--- Start EXTRACTED TEXT ---
# 2 speed axles



## fordsrule (Mar 19, 2004)

What is a two speed axle?

I have read here that they are not good in snow, why?


----------



## Mick (May 19, 2001)

Are you talking about two wheel drive? That means power is only going to the rear wheels. Four wheel drive is when power is to both the front and back wheels. It is more likely to get stuck in 2wd since the plow takes a lot of weight (ballast) from the rear end. Even not considering that, there is still more likelihood of having difficulties with traction in 2wd.

Another form of "2 speed axle" is actually a 2 speed differential. You can select between High and Low axle with a separate lever, effectively doubling the number of available gears. I don't remember this ever being a topic of discussion on Plow Site, though, since this is only in larger trucks and used only in the event of very heavy loads or steep inclines.


----------



## fordsrule (Mar 19, 2004)

Mick the last part of your post is what I was refering to. I wasnt sure what it was called. I read it as being a two speed axle. 

Why are they not good in the snow?

Thanks for the information, I didnt relize it could be interpeted two different ways.


----------



## Mick (May 19, 2001)

Can you bring up a thread in which this was discussed? I can't remember any threads related to a two speed axle. Also, I can't think of any reason why it wouldn't be good in snow. It doesn't seem like it would have any effect on plowing as you simply select which gear range you want. The only thing I can think of is that this is usually found on larger load-carrying trucks which would not be good for residential plowing in general. But that is due to the size of the truck and the turning radius. They would actually be preferred in a setting such as plowing highways where you go straight, push big loads of snow with a load of salt/sand and do very little turning.

But see if you can find a related thread so I can see in what context it was said they are not good for plowing.


----------



## fordsrule (Mar 19, 2004)

I will try to bring up a thread.



(Edit: I couldnt find any threads with 2 speed rear axles. I must have read it somewhere else.)


----------



## corkireland (Feb 17, 2004)
--- End EXTRACTED TEXT ---
--- Start SUPPLIED INFORMATION ---
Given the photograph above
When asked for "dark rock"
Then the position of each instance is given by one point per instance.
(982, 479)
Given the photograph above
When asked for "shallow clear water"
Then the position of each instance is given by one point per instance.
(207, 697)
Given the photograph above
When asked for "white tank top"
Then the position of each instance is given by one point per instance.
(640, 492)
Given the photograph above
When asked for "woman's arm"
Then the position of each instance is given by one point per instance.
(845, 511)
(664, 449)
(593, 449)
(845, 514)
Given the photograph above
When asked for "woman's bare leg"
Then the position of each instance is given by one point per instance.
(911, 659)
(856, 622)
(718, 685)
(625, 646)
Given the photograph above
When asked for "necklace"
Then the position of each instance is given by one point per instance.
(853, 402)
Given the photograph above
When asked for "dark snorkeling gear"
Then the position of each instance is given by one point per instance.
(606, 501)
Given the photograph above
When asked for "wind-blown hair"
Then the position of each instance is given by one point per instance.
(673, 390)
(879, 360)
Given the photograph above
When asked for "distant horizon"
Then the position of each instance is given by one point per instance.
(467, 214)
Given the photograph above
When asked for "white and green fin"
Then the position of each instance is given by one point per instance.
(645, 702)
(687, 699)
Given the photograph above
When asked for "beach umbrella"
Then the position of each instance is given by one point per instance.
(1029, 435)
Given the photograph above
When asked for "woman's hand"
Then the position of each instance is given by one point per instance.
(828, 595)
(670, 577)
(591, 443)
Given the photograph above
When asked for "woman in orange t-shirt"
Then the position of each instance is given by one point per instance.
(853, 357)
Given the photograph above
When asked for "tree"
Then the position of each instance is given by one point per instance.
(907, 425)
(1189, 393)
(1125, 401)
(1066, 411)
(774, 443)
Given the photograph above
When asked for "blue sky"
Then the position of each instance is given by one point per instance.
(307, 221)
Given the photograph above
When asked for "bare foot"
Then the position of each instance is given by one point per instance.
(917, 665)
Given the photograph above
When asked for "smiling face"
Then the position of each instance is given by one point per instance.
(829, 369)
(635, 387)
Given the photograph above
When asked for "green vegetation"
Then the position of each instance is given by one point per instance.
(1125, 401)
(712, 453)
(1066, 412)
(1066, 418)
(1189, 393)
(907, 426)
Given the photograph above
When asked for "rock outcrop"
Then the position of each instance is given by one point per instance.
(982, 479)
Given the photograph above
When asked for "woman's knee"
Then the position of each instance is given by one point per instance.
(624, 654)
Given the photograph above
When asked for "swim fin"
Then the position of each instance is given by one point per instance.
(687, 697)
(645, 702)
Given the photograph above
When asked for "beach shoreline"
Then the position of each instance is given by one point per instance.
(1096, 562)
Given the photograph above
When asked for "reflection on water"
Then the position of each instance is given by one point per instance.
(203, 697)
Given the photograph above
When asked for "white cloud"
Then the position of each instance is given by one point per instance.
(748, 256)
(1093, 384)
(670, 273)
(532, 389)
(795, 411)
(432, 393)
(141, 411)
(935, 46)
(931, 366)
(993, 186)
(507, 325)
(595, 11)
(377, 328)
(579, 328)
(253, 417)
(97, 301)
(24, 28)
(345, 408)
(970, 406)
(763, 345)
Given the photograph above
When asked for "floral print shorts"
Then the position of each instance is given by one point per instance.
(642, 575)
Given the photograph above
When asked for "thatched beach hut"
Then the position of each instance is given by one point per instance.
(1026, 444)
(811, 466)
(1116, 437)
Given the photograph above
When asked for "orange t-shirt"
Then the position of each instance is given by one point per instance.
--- End SUPPLIED INFORMATION ---
__TASK 1__:
In the forum thread about two speed axles, reproduce everything from "I have read" down to "traction in 2wd.", substituting "grip" for "traction".
__TASK 2__:
Pick up the forum thread about two speed axles after its last line and keep it going.
None of the data is needed here.

__ANSWER 1__:
I have read here that they are not good in snow, why?


----------



## Mick (May 19, 2001)

Are you talking about two wheel drive? That means power is only going to the rear wheels. Four wheel drive is when power is to both the front and back wheels. It is more likely to get stuck in 2wd since the plow takes a lot of weight (ballast) from the rear end. Even not considering that, there is still more likelihood of having difficulties with grip in 2wd.

__ANSWER 2__:
Just a though, I know on the farm, our grain trucks are two and three speed axles. When we are empty we run in the higest gear but under load we'll keep it in the lowest, or when the fields are a little wet. They do just what it sounds like, shifts the gears over to give you extra low gearing under load. When your only dealing with a four to Six speed transmission, you may get alot of torgue behind you, but acceleration is terrible. I would think this would serve to work against you if you were plowing with a larger truck and it would be 2WD. You would want the accleration of the higher gears to keep your momentum up rather than trying to crawl with a lot of torque on a sheet of ice. If your spinning your tires trying to push a load in high, chances are going to low may not help a whole lot unless its the load of snow, not the road conditions that are causing your wheel spin. But like I said, just a though!


----------



## Plow Meister (Oct 16, 2001)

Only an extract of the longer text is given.